Stated goal:
Please rewrite the rows from the start through the line containing "23L237 23L237 0L235", changing "street pole" to "utility pole" and keeping everything else the same. Leave the pictures out of your answer.

[Annotation dataset entries]
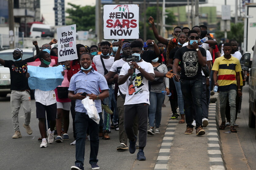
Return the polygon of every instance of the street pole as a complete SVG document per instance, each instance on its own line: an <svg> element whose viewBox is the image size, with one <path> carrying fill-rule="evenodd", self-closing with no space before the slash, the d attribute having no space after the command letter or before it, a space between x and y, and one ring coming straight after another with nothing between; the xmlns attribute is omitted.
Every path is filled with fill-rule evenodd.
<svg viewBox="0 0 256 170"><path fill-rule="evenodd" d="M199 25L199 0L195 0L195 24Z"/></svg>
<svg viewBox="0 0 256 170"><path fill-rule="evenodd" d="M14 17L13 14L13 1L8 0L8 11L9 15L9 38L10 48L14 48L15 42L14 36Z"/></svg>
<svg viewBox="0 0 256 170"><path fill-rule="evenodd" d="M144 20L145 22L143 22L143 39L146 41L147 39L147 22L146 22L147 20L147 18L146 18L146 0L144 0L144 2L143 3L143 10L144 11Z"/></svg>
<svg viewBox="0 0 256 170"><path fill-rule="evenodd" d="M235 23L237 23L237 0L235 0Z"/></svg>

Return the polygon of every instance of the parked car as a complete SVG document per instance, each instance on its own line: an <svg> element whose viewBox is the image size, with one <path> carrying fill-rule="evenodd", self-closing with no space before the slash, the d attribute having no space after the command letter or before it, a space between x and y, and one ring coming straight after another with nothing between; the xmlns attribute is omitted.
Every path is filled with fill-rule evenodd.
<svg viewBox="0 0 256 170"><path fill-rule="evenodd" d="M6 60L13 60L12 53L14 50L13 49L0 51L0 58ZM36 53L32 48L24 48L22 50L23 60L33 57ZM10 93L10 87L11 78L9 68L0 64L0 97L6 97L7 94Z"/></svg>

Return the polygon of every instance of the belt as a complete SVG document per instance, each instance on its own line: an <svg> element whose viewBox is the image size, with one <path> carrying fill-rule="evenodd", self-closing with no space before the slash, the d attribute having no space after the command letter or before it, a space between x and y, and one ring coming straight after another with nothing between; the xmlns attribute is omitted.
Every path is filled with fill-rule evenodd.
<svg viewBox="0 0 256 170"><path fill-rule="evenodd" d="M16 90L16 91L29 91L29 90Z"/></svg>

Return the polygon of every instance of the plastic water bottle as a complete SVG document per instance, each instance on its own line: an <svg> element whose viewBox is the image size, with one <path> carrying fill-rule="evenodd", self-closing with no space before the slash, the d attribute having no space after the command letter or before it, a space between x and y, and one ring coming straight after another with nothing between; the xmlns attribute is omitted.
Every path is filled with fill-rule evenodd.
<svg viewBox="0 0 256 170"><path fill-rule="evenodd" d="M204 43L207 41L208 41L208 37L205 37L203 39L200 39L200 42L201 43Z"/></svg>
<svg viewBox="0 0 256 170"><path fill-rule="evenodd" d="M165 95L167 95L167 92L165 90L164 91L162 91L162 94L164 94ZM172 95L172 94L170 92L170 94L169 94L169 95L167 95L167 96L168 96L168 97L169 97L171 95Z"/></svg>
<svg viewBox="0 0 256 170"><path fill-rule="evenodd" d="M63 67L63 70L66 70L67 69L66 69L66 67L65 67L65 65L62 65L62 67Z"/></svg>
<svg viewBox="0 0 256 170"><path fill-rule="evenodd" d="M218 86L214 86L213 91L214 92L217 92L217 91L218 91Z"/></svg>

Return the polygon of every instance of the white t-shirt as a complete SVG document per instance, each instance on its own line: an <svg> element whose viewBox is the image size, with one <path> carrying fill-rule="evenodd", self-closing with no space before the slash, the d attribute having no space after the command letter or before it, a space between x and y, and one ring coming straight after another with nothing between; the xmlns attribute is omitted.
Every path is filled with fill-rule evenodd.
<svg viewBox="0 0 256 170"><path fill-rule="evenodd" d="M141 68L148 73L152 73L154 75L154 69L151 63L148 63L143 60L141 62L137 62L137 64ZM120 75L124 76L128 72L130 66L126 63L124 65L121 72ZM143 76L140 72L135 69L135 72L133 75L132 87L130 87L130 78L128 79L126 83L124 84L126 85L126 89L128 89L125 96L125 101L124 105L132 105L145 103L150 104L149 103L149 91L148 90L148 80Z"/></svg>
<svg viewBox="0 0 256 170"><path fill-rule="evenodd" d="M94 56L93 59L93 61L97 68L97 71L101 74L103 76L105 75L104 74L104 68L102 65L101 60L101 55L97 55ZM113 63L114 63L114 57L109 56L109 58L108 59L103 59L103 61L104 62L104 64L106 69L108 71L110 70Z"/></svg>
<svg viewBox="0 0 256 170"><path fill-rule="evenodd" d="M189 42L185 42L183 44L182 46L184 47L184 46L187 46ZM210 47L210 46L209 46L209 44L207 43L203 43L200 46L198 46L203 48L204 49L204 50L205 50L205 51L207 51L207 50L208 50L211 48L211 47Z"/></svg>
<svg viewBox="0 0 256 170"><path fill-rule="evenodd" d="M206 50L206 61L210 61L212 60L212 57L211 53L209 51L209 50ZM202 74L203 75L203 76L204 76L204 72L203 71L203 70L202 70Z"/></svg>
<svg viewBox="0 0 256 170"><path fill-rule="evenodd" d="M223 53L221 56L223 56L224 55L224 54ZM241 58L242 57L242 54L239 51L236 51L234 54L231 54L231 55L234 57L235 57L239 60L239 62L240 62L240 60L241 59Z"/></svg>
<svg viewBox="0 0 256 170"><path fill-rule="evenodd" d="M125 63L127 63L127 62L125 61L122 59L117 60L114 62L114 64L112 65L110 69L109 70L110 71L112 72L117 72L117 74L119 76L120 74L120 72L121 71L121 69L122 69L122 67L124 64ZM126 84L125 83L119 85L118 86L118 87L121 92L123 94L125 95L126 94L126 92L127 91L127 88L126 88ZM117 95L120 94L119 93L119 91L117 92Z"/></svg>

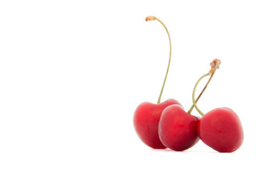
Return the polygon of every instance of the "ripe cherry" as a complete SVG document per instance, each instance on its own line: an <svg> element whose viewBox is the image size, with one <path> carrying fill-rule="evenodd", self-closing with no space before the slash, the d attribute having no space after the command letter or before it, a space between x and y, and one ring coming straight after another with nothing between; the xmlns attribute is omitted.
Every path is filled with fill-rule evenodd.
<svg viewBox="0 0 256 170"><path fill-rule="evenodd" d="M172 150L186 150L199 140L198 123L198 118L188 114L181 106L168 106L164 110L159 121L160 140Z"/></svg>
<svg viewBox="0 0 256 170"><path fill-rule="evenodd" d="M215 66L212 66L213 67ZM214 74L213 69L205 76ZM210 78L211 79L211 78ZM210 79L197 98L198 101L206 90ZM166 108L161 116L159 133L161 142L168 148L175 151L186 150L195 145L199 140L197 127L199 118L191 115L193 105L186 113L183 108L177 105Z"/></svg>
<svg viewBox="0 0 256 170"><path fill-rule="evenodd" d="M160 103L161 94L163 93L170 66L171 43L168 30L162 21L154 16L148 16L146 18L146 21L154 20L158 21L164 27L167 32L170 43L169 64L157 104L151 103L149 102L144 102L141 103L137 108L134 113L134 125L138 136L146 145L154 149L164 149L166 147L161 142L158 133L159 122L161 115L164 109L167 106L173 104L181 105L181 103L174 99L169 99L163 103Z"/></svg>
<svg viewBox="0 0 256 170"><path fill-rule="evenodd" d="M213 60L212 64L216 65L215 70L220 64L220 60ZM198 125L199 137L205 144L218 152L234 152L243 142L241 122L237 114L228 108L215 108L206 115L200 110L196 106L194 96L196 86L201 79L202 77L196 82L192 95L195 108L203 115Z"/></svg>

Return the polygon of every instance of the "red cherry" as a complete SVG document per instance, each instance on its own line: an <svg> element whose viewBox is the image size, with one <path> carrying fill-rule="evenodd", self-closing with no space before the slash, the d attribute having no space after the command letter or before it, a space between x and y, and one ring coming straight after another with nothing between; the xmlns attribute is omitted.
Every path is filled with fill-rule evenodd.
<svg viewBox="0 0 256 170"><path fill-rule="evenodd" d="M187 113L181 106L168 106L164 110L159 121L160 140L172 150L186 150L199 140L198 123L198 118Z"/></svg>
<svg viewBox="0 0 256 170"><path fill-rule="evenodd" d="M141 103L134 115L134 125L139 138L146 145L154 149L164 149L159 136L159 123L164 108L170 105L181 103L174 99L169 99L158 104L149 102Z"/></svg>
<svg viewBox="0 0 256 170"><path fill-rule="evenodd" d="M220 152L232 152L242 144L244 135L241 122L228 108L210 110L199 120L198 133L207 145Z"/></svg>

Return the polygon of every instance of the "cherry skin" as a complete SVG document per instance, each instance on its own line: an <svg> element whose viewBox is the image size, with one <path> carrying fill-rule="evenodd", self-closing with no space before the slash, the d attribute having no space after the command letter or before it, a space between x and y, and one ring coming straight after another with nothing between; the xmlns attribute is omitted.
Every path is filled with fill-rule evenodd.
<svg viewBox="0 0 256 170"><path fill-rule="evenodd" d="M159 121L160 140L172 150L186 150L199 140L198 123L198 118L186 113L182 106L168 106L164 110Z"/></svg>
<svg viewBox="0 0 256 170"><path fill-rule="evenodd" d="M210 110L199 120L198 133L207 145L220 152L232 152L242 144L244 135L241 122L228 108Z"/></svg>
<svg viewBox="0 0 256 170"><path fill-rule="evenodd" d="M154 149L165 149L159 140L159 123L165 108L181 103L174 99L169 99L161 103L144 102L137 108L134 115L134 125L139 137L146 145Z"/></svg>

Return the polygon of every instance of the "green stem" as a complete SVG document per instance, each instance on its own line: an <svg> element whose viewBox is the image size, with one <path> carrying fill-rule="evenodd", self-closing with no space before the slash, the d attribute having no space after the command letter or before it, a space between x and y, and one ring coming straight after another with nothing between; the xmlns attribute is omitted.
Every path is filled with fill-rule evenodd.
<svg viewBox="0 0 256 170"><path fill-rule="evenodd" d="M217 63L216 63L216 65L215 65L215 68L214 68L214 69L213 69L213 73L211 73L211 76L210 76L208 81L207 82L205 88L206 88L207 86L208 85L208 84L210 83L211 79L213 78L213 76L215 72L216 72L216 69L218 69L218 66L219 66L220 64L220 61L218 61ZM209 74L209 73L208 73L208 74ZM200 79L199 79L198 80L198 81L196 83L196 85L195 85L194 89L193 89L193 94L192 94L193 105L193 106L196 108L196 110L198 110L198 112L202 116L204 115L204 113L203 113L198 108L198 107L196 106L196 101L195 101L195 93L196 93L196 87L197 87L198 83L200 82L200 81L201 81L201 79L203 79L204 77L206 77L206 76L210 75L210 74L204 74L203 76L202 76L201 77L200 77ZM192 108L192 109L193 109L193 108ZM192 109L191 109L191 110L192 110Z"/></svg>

Answer to the problem:
Return the polygon of every instance of the utility pole as a complete SVG document per instance, each instance on its own line: an <svg> element whose viewBox is the image size, with one <path> carrying fill-rule="evenodd", self-closing with no space before the slash, the d attribute having no space after the command letter or before it, a space between x and y, and one ring coming straight after another with nothing between; the xmlns attribute is omitted.
Every path is filled with fill-rule evenodd.
<svg viewBox="0 0 256 170"><path fill-rule="evenodd" d="M199 25L199 0L195 0L195 24Z"/></svg>
<svg viewBox="0 0 256 170"><path fill-rule="evenodd" d="M14 17L13 14L13 1L8 0L8 11L9 15L9 38L10 48L14 48L15 42L14 36Z"/></svg>
<svg viewBox="0 0 256 170"><path fill-rule="evenodd" d="M144 20L145 22L143 22L143 39L146 41L147 39L147 22L146 22L147 20L147 18L146 18L146 0L144 0L144 2L143 3L143 10L144 11Z"/></svg>
<svg viewBox="0 0 256 170"><path fill-rule="evenodd" d="M235 23L237 23L237 0L235 0Z"/></svg>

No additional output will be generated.